_EXERCISE BRIEF_: The number of lines holding the string "each" is all that is wanted; count them in the records below.

(Saved entries)
----------------------------------------
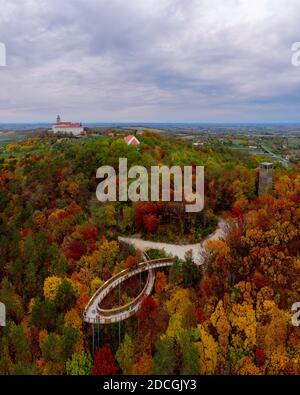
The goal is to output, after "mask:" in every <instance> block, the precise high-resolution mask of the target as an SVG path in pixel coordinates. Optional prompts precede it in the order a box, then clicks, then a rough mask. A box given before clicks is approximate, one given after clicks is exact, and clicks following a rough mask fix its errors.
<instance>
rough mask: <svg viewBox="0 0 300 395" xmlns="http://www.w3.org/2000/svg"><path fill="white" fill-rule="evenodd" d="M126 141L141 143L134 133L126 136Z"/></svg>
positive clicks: (125, 142)
mask: <svg viewBox="0 0 300 395" xmlns="http://www.w3.org/2000/svg"><path fill="white" fill-rule="evenodd" d="M124 141H125V143H127V145H140V142H139V140H138V139H137V138H136V137H135V136H133V135H129V136H127V137H124Z"/></svg>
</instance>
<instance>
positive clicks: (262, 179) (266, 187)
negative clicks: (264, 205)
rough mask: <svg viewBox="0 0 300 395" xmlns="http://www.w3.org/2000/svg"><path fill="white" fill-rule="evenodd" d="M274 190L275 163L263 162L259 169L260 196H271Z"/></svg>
mask: <svg viewBox="0 0 300 395" xmlns="http://www.w3.org/2000/svg"><path fill="white" fill-rule="evenodd" d="M272 190H273V163H271V162H262V163H261V164H260V169H259V182H258V196H262V195H268V194H271V193H272Z"/></svg>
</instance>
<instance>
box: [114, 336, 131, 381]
mask: <svg viewBox="0 0 300 395" xmlns="http://www.w3.org/2000/svg"><path fill="white" fill-rule="evenodd" d="M116 360H117V361H118V364H119V366H120V368H121V369H122V372H123V374H132V367H133V363H134V345H133V341H132V339H131V338H130V337H129V336H128V335H127V334H126V335H125V337H124V340H123V342H122V343H121V344H120V347H119V348H118V351H117V353H116Z"/></svg>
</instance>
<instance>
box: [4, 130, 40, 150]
mask: <svg viewBox="0 0 300 395" xmlns="http://www.w3.org/2000/svg"><path fill="white" fill-rule="evenodd" d="M37 133H38V132H37V131H32V130H30V131H29V130H28V131H27V130H22V131H21V130H19V131H0V147H5V146H6V145H7V144H11V143H14V142H17V141H21V140H24V139H25V138H26V137H29V136H33V135H35V134H37Z"/></svg>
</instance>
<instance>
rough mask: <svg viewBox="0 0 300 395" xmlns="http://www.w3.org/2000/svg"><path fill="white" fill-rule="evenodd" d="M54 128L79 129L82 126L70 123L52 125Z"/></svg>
mask: <svg viewBox="0 0 300 395" xmlns="http://www.w3.org/2000/svg"><path fill="white" fill-rule="evenodd" d="M53 126H54V127H56V128H81V127H82V125H80V124H79V123H72V122H58V123H55V124H54V125H53Z"/></svg>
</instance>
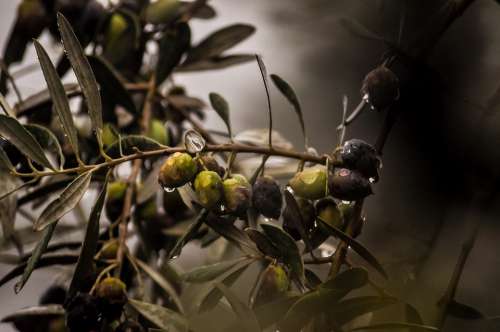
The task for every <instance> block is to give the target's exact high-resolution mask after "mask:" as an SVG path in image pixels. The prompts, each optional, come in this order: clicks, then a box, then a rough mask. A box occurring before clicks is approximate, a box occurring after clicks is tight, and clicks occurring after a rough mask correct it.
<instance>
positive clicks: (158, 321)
mask: <svg viewBox="0 0 500 332" xmlns="http://www.w3.org/2000/svg"><path fill="white" fill-rule="evenodd" d="M128 303H129V304H130V305H131V306H132V308H134V309H135V310H137V312H139V313H140V314H141V315H142V316H143V317H144V318H146V319H147V320H149V321H150V322H151V323H153V324H155V325H156V326H158V327H159V328H162V329H165V330H167V331H170V330H171V327H172V326H174V327H175V328H177V329H179V330H180V331H187V330H188V328H189V322H188V320H187V319H186V318H185V317H184V316H182V315H179V314H178V313H176V312H175V311H173V310H170V309H168V308H165V307H162V306H160V305H156V304H152V303H146V302H142V301H137V300H134V299H129V300H128Z"/></svg>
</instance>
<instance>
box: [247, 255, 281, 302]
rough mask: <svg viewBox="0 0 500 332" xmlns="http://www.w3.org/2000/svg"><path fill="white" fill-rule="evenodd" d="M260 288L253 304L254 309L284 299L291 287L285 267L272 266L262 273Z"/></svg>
mask: <svg viewBox="0 0 500 332" xmlns="http://www.w3.org/2000/svg"><path fill="white" fill-rule="evenodd" d="M258 287H259V288H258V290H257V293H256V296H255V299H254V300H253V303H252V306H253V307H254V308H255V307H258V306H260V305H263V304H266V303H269V302H272V301H275V300H277V299H279V298H280V297H282V296H283V295H284V294H285V293H286V292H287V291H288V289H289V287H290V279H289V278H288V275H287V273H286V271H285V269H283V267H281V266H280V265H274V264H270V265H269V266H268V267H267V268H266V269H265V270H264V271H262V274H261V277H260V280H259V285H258Z"/></svg>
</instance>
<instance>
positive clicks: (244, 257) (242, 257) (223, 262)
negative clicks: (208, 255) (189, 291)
mask: <svg viewBox="0 0 500 332" xmlns="http://www.w3.org/2000/svg"><path fill="white" fill-rule="evenodd" d="M247 259H248V258H246V257H240V258H237V259H234V260H230V261H225V262H218V263H215V264H212V265H205V266H200V267H197V268H195V269H193V270H191V271H189V272H186V273H184V274H183V275H182V279H183V280H184V281H186V282H194V283H199V282H207V281H211V280H214V279H215V278H217V277H219V276H220V275H222V274H224V273H226V272H227V271H229V270H230V269H232V268H233V267H234V266H236V265H237V264H239V263H241V262H242V261H245V260H247Z"/></svg>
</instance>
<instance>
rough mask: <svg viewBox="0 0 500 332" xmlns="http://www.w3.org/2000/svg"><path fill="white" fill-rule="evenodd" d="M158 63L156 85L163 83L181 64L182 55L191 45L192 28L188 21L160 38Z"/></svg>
mask: <svg viewBox="0 0 500 332" xmlns="http://www.w3.org/2000/svg"><path fill="white" fill-rule="evenodd" d="M158 43H159V45H158V46H159V54H158V63H157V64H156V74H155V80H156V85H157V86H158V85H160V84H162V83H163V82H164V81H165V79H167V77H169V76H170V74H171V73H172V71H173V70H174V68H175V67H177V65H179V63H180V61H181V59H182V55H183V54H184V53H185V52H186V51H187V50H188V49H189V46H190V45H191V30H190V29H189V25H188V24H187V23H186V22H181V23H178V24H176V25H175V27H174V28H173V29H171V30H167V31H166V32H165V33H164V34H163V36H162V38H161V39H160V40H159V42H158Z"/></svg>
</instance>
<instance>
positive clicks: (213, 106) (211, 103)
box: [209, 92, 233, 139]
mask: <svg viewBox="0 0 500 332" xmlns="http://www.w3.org/2000/svg"><path fill="white" fill-rule="evenodd" d="M209 98H210V104H211V105H212V107H213V109H214V110H215V111H216V112H217V114H218V115H219V116H220V118H221V119H222V121H224V123H225V124H226V127H227V131H228V133H229V137H230V138H231V139H232V138H233V132H232V130H231V119H230V118H229V105H228V103H227V101H226V100H225V99H224V97H222V96H221V95H219V94H218V93H215V92H211V93H210V94H209Z"/></svg>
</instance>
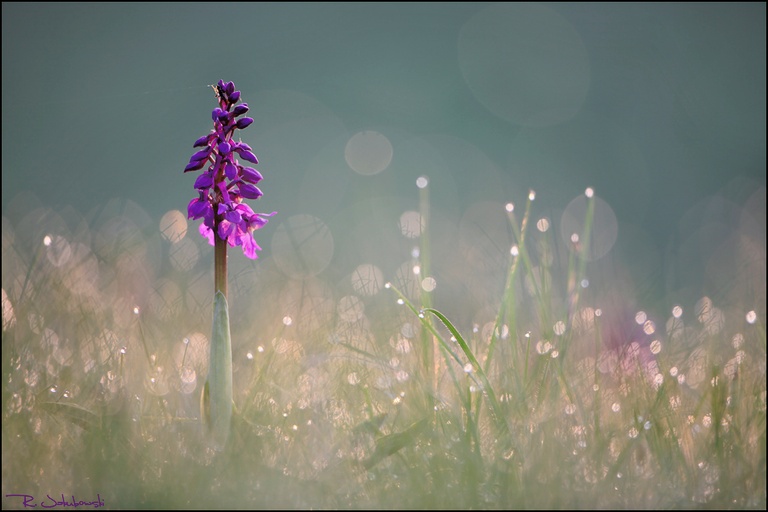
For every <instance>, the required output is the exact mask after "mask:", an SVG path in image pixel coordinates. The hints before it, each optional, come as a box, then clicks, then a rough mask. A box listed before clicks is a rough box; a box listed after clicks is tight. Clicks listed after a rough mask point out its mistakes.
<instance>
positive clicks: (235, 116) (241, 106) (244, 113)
mask: <svg viewBox="0 0 768 512" xmlns="http://www.w3.org/2000/svg"><path fill="white" fill-rule="evenodd" d="M246 112H248V104H247V103H241V104H240V105H238V106H236V107H235V108H233V109H232V113H233V114H234V115H235V117H237V116H241V115H243V114H245V113H246Z"/></svg>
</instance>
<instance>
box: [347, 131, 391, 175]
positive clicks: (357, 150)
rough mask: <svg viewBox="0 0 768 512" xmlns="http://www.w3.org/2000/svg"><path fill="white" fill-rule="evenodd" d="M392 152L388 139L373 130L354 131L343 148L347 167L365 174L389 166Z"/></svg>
mask: <svg viewBox="0 0 768 512" xmlns="http://www.w3.org/2000/svg"><path fill="white" fill-rule="evenodd" d="M392 153H393V151H392V143H391V142H389V139H388V138H386V137H385V136H384V135H382V134H380V133H379V132H375V131H364V132H360V133H356V134H355V135H353V136H352V137H351V138H350V139H349V142H347V146H346V147H345V148H344V158H345V159H346V160H347V164H348V165H349V167H350V168H352V170H353V171H355V172H358V173H360V174H363V175H365V176H373V175H374V174H378V173H380V172H381V171H383V170H384V169H386V168H387V167H389V164H390V162H391V161H392Z"/></svg>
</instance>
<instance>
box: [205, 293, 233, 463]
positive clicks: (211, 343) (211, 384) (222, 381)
mask: <svg viewBox="0 0 768 512" xmlns="http://www.w3.org/2000/svg"><path fill="white" fill-rule="evenodd" d="M213 306H214V307H213V336H212V337H211V357H210V361H209V365H208V379H207V380H206V382H205V386H204V387H203V394H202V397H201V412H200V416H201V419H202V421H203V426H204V428H205V433H206V435H207V436H208V439H209V442H210V445H211V447H212V448H214V449H215V450H217V451H222V450H223V449H224V446H225V445H226V443H227V438H228V437H229V430H230V426H231V424H232V340H231V337H230V333H229V308H228V306H227V299H226V298H225V297H224V295H223V294H222V293H221V292H216V295H215V296H214V298H213Z"/></svg>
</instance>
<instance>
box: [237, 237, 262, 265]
mask: <svg viewBox="0 0 768 512" xmlns="http://www.w3.org/2000/svg"><path fill="white" fill-rule="evenodd" d="M240 240H241V243H242V245H243V254H245V256H246V257H248V258H250V259H252V260H255V259H258V257H259V255H258V254H256V251H260V250H261V247H259V244H257V243H256V240H255V239H254V238H253V235H251V233H245V235H243V237H242V238H241V239H240Z"/></svg>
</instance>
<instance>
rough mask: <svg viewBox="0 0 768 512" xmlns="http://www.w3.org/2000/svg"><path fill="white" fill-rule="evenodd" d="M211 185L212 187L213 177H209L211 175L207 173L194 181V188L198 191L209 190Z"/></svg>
mask: <svg viewBox="0 0 768 512" xmlns="http://www.w3.org/2000/svg"><path fill="white" fill-rule="evenodd" d="M211 185H213V176H211V173H208V172H205V173H203V174H201V175H200V176H198V177H197V179H196V180H195V188H196V189H198V190H200V189H205V188H210V187H211Z"/></svg>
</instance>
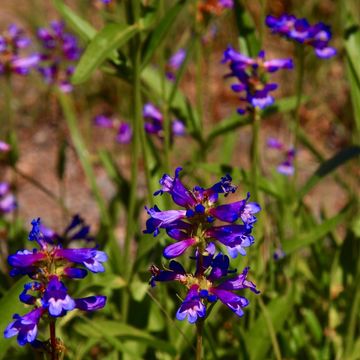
----------------------------------------
_TASK ANSWER_: 2